• _Stored items from a collection_:
== Segment start ==

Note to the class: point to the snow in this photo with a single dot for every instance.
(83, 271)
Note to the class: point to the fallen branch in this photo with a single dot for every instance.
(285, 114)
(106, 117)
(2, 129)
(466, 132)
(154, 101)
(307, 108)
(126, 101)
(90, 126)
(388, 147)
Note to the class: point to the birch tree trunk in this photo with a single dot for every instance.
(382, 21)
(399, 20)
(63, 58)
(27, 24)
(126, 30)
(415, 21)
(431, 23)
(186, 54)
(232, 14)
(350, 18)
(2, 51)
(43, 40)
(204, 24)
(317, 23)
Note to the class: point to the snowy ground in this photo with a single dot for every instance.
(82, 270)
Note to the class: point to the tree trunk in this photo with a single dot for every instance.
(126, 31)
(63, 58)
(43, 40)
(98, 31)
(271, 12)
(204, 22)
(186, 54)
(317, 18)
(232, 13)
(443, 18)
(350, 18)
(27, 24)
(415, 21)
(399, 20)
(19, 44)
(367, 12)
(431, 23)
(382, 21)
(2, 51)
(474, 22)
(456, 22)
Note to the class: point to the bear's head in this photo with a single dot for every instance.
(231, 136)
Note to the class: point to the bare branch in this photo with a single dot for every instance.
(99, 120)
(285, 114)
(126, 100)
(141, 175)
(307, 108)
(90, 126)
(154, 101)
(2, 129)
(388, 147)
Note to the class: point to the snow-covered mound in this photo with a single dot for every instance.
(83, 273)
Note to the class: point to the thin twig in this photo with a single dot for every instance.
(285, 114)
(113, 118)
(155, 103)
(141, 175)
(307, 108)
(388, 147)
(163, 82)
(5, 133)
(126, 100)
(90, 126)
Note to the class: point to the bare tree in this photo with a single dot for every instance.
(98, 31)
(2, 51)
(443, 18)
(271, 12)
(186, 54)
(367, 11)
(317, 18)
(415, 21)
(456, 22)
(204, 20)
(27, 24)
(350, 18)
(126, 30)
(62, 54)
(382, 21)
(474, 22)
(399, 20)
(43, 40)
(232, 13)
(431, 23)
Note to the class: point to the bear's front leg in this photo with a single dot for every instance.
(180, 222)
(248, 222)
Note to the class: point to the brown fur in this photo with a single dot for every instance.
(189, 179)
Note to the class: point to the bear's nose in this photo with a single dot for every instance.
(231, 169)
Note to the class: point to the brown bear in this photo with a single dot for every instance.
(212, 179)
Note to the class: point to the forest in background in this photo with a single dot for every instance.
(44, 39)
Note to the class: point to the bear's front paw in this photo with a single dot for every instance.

== Segment end ==

• _DIRECTIONS_: Print all the entries above. Keep each one exact.

• _RESULT_:
Note to the class: point to the snow in this photo with a single dot for every instance.
(83, 271)
Note to the class: point to the fallen branch in this photo with a single dot for every instance.
(285, 114)
(106, 117)
(2, 129)
(466, 132)
(154, 101)
(307, 108)
(126, 101)
(90, 126)
(388, 147)
Note to the class: point to the birch tree trunk in this photo with a single dot for every instance.
(382, 21)
(399, 20)
(63, 58)
(27, 24)
(126, 30)
(415, 21)
(431, 23)
(186, 54)
(232, 14)
(350, 18)
(2, 51)
(43, 40)
(204, 24)
(317, 23)
Note to the class: point to the snowy ground in this photo with a single dot for every instance.
(82, 270)
Note to the class: point to the tree trunk in this photo with a single dot for every instance.
(126, 31)
(63, 58)
(43, 40)
(98, 31)
(271, 12)
(204, 22)
(186, 54)
(317, 18)
(232, 13)
(443, 18)
(350, 18)
(27, 24)
(415, 21)
(399, 20)
(19, 44)
(367, 12)
(431, 23)
(382, 21)
(2, 51)
(474, 22)
(456, 22)
Note to the class: point to the bear's head in this photo with a single dot for every instance.
(231, 136)
Note to the class: point to the bare branch in this photo with a single dot for every instance.
(99, 120)
(285, 114)
(126, 100)
(141, 175)
(307, 108)
(90, 126)
(154, 101)
(2, 129)
(388, 147)
Note to the class: point to the snow-covered mound in this photo with a single dot for every instance.
(83, 273)
Note to the class: point to the thin twig in this photo with a single dot for every instance.
(285, 114)
(113, 118)
(155, 103)
(141, 175)
(307, 108)
(388, 147)
(163, 82)
(5, 133)
(126, 100)
(90, 126)
Note to the class: point to the bare tree in this photo with a single dot for every instance.
(98, 31)
(2, 51)
(443, 18)
(271, 12)
(186, 54)
(367, 11)
(317, 18)
(415, 21)
(456, 22)
(204, 20)
(27, 24)
(350, 18)
(126, 30)
(62, 54)
(382, 21)
(474, 22)
(399, 20)
(43, 40)
(232, 13)
(431, 23)
Note to the class: point to the bear's front leg in this photo with a single dot for every instance.
(180, 222)
(248, 222)
Note to the class: point to the brown fur in this photo with a single dot for every instance.
(189, 179)
Note to the class: point to the bear's nose in this photo with a single dot for every instance.
(231, 169)
Note to the class: point to the brown bear in this photo with a single dot for every instance.
(212, 179)
Note to the class: point to the forest in background in this photo with a single dot for every instance.
(44, 39)
Note to the class: point to the bear's front paw in this photo with a single dot for every instance.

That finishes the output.